>> BEGIN

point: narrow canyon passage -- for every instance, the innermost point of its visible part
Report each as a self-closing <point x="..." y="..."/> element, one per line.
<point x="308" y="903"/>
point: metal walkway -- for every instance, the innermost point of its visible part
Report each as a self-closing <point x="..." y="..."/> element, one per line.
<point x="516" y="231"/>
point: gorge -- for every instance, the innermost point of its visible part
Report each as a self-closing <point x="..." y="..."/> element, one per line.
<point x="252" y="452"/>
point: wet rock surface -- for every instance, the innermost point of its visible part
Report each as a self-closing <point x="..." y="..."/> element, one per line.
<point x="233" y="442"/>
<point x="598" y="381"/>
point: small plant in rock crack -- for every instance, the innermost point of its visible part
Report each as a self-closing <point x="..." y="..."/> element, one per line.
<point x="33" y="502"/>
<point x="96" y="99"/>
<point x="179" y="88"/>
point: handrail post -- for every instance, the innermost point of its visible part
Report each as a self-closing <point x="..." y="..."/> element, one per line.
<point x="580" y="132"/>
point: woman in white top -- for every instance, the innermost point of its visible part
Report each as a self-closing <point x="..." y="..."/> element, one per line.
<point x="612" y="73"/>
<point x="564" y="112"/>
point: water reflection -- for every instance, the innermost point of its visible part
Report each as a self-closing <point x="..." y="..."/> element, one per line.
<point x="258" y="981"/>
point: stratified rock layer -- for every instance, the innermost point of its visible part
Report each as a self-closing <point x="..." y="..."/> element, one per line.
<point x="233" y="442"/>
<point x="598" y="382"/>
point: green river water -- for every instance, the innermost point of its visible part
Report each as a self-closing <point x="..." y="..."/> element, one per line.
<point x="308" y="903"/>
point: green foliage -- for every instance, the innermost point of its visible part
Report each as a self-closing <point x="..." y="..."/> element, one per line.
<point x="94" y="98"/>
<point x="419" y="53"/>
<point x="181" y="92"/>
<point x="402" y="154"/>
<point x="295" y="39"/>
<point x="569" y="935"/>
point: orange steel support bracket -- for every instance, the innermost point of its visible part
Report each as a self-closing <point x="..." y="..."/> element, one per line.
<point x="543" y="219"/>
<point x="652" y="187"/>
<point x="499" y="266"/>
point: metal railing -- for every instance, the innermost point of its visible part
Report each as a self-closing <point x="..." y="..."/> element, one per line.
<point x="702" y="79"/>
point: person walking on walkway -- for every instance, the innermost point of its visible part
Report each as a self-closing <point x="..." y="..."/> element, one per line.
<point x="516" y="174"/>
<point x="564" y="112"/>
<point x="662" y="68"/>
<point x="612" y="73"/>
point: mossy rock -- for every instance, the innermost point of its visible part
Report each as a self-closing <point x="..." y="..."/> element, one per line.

>> END

DIRECTION | Only those lines running from the one containing "point: green river" through the last line of the data above are to be copied, exactly, with both ends included.

RESPONSE |
point: green river water -- for every instance, the innermost point of its visible part
Report each as a self-closing <point x="..." y="..."/> element, one per line.
<point x="308" y="903"/>
point: green foliage -- for every instance, the innermost point of its visible part
Report each as a self-closing <point x="..." y="..."/> element, one per line.
<point x="94" y="98"/>
<point x="419" y="53"/>
<point x="181" y="92"/>
<point x="402" y="154"/>
<point x="295" y="39"/>
<point x="569" y="935"/>
point: orange steel support bracket -- for every instance, the innermost point of its visible part
Report each as a self-closing <point x="..." y="..."/> element, one per line.
<point x="543" y="219"/>
<point x="652" y="187"/>
<point x="499" y="266"/>
point: metal railing -- for every instance, the innermost point of its visible part
Report each as a self-closing <point x="..." y="..."/> element, one per line.
<point x="702" y="79"/>
point: person walking on walkway -- for every instance, the innermost point of its visible part
Report each as a self-closing <point x="..." y="..."/> element, one per line.
<point x="516" y="174"/>
<point x="564" y="112"/>
<point x="662" y="68"/>
<point x="612" y="73"/>
point: mossy rock -- for every instance, the innermost point of its visible part
Report each as a self-closing <point x="..." y="..."/> element, one per line.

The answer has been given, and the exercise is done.